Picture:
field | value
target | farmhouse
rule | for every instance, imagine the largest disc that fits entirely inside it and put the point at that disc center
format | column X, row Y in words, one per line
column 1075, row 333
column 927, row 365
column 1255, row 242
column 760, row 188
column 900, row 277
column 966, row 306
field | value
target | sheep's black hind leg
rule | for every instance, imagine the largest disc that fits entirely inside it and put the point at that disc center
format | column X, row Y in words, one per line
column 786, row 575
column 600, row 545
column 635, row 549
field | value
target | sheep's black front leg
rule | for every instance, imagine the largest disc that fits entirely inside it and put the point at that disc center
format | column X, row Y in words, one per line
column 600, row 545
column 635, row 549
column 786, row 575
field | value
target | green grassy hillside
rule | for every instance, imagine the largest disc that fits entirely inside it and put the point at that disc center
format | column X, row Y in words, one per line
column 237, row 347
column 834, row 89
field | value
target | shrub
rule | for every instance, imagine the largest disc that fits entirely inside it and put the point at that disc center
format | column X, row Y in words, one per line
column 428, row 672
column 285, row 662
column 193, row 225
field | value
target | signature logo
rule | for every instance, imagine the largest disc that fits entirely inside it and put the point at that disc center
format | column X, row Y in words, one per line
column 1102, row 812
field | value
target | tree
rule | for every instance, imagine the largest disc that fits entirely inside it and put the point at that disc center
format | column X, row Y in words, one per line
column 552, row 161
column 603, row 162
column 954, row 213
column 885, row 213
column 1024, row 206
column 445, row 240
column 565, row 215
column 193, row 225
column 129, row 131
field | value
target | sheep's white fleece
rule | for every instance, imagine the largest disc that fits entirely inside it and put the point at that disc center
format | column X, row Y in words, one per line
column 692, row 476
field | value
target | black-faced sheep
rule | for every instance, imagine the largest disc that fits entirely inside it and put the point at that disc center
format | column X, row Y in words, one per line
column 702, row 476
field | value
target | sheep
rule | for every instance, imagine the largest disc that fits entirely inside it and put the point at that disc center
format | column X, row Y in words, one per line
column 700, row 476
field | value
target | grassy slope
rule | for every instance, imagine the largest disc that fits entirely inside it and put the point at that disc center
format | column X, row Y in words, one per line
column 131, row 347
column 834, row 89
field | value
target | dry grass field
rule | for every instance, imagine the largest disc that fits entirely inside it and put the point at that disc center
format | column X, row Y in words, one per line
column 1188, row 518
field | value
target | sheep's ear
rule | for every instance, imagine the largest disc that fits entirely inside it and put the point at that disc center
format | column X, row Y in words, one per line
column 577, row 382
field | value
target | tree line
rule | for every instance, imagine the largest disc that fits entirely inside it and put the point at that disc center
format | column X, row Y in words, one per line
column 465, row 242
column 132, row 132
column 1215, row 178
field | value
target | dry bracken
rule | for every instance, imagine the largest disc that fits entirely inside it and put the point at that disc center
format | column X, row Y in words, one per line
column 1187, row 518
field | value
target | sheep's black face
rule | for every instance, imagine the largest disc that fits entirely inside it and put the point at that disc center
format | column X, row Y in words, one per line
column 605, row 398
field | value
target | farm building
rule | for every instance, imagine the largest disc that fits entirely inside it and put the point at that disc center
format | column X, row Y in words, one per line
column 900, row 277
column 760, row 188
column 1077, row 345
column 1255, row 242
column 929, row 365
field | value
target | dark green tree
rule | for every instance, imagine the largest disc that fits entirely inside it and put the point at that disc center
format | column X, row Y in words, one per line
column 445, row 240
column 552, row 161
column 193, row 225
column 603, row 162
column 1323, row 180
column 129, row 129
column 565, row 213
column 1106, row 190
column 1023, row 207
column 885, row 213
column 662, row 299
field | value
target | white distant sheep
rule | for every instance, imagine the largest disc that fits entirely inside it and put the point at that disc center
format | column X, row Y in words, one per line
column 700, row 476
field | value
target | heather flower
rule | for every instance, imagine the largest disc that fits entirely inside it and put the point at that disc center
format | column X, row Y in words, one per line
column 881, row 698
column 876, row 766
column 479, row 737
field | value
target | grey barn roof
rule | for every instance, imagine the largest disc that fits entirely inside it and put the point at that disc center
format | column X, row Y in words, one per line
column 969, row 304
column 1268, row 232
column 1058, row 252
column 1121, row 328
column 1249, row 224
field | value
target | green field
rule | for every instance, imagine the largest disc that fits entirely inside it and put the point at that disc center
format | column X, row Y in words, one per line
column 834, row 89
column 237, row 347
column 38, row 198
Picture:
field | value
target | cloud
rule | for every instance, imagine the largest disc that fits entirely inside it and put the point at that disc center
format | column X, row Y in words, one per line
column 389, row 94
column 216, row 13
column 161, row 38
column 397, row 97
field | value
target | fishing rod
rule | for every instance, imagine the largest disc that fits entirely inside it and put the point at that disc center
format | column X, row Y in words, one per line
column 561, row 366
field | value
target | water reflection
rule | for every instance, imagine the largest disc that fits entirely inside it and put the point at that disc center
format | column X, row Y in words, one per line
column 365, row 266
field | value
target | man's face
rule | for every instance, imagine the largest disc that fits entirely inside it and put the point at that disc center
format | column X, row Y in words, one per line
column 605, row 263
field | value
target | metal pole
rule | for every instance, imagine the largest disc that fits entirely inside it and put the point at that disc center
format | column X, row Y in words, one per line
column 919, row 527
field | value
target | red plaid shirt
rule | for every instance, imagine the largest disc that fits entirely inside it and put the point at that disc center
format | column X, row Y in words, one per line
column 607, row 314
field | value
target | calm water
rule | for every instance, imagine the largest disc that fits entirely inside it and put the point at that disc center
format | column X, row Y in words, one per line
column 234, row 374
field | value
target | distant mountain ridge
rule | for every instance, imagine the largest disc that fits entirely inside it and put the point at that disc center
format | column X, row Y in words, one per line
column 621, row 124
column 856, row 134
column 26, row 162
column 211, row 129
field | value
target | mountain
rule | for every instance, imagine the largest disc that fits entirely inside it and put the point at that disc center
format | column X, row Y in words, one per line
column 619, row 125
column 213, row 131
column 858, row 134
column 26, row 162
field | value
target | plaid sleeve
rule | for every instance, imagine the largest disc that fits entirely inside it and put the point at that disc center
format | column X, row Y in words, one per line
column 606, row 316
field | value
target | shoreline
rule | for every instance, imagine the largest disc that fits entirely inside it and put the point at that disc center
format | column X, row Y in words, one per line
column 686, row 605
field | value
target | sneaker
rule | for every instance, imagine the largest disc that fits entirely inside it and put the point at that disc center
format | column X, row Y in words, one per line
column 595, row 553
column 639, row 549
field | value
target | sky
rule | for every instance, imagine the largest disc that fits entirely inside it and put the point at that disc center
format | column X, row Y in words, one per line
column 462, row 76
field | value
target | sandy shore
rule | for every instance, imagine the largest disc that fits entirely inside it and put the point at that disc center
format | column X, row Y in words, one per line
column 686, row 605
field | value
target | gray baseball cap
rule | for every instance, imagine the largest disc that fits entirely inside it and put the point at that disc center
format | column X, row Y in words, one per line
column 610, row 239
+++
__EXERCISE BRIEF__
Copy out each line above that contains the word "water".

__TASK SOLUTION__
target | water reflection
target | calm water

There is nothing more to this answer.